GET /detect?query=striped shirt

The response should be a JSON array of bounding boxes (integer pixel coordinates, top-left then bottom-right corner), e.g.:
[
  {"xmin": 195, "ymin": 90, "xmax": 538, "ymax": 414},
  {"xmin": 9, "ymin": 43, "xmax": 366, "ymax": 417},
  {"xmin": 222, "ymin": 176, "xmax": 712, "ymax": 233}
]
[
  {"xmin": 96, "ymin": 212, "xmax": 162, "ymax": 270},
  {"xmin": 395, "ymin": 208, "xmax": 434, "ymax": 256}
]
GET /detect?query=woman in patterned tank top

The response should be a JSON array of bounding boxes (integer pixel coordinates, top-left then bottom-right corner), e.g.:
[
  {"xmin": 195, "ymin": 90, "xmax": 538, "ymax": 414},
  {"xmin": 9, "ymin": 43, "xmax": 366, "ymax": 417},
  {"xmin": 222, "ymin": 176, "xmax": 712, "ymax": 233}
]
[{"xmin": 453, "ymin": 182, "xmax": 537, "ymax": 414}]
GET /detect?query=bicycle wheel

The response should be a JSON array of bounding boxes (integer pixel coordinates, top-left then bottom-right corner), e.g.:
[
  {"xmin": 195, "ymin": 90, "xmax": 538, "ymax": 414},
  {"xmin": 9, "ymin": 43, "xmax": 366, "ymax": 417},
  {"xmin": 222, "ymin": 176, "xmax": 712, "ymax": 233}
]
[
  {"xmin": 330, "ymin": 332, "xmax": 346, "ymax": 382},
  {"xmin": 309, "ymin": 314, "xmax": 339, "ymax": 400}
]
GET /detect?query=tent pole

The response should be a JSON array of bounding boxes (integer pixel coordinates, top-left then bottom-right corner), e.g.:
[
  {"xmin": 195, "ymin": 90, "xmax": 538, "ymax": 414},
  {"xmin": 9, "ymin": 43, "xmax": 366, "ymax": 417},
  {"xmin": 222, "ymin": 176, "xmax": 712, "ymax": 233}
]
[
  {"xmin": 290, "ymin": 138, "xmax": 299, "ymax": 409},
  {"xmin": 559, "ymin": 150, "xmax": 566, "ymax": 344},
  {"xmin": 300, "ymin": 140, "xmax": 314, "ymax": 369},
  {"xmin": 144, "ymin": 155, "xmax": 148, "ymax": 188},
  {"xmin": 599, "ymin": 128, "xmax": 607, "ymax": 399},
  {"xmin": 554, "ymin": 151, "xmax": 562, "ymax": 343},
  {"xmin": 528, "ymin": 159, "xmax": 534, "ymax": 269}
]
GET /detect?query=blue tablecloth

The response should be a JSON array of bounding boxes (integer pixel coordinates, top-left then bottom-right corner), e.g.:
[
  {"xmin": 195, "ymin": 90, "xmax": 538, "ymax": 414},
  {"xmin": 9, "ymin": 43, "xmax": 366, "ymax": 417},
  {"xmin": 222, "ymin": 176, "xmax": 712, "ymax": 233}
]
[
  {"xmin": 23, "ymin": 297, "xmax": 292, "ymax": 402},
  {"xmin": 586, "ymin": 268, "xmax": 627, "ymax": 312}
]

Task instructions
A complete, exact copy of the material is the expected answer.

Answer to this task
GET /detect?query=striped shirt

The response should be a JSON array of bounding boxes (integer pixel coordinates, top-left then bottom-right corner), e.g.:
[
  {"xmin": 195, "ymin": 90, "xmax": 538, "ymax": 414},
  {"xmin": 9, "ymin": 43, "xmax": 366, "ymax": 417},
  {"xmin": 222, "ymin": 176, "xmax": 712, "ymax": 233}
]
[
  {"xmin": 96, "ymin": 212, "xmax": 162, "ymax": 270},
  {"xmin": 395, "ymin": 208, "xmax": 434, "ymax": 256}
]
GET /detect?query=woman in patterned tank top

The response should be a JSON array of bounding boxes (integer pixel coordinates, top-left then bottom-right corner), e.g.:
[
  {"xmin": 195, "ymin": 90, "xmax": 538, "ymax": 414},
  {"xmin": 9, "ymin": 43, "xmax": 366, "ymax": 417},
  {"xmin": 222, "ymin": 176, "xmax": 712, "ymax": 233}
]
[{"xmin": 453, "ymin": 182, "xmax": 537, "ymax": 414}]
GET /detect?query=bicycle wheel

The response should be a JSON array of bounding boxes (integer pixel coordinates, top-left then bottom-right corner), e.g.:
[
  {"xmin": 195, "ymin": 90, "xmax": 538, "ymax": 414},
  {"xmin": 9, "ymin": 43, "xmax": 366, "ymax": 417},
  {"xmin": 222, "ymin": 176, "xmax": 712, "ymax": 233}
]
[
  {"xmin": 330, "ymin": 332, "xmax": 346, "ymax": 382},
  {"xmin": 309, "ymin": 314, "xmax": 339, "ymax": 400}
]
GET /detect?query=tent pole

The response should be a JSON array of bounding boxes (integer pixel coordinates, top-left then bottom-right corner), e.g.:
[
  {"xmin": 195, "ymin": 90, "xmax": 538, "ymax": 414},
  {"xmin": 9, "ymin": 43, "xmax": 366, "ymax": 417},
  {"xmin": 222, "ymin": 176, "xmax": 712, "ymax": 233}
]
[
  {"xmin": 290, "ymin": 138, "xmax": 299, "ymax": 409},
  {"xmin": 559, "ymin": 150, "xmax": 566, "ymax": 344},
  {"xmin": 300, "ymin": 140, "xmax": 314, "ymax": 369},
  {"xmin": 144, "ymin": 155, "xmax": 148, "ymax": 188},
  {"xmin": 599, "ymin": 128, "xmax": 607, "ymax": 399},
  {"xmin": 554, "ymin": 151, "xmax": 562, "ymax": 343},
  {"xmin": 528, "ymin": 159, "xmax": 534, "ymax": 269}
]
GET /detect?query=blue tablecloth

The response should be a JSON array of bounding boxes (integer pixel coordinates, top-left then bottom-right corner), e.g.:
[
  {"xmin": 195, "ymin": 90, "xmax": 538, "ymax": 414},
  {"xmin": 9, "ymin": 43, "xmax": 366, "ymax": 417},
  {"xmin": 222, "ymin": 176, "xmax": 712, "ymax": 233}
]
[
  {"xmin": 23, "ymin": 297, "xmax": 292, "ymax": 402},
  {"xmin": 586, "ymin": 268, "xmax": 627, "ymax": 312}
]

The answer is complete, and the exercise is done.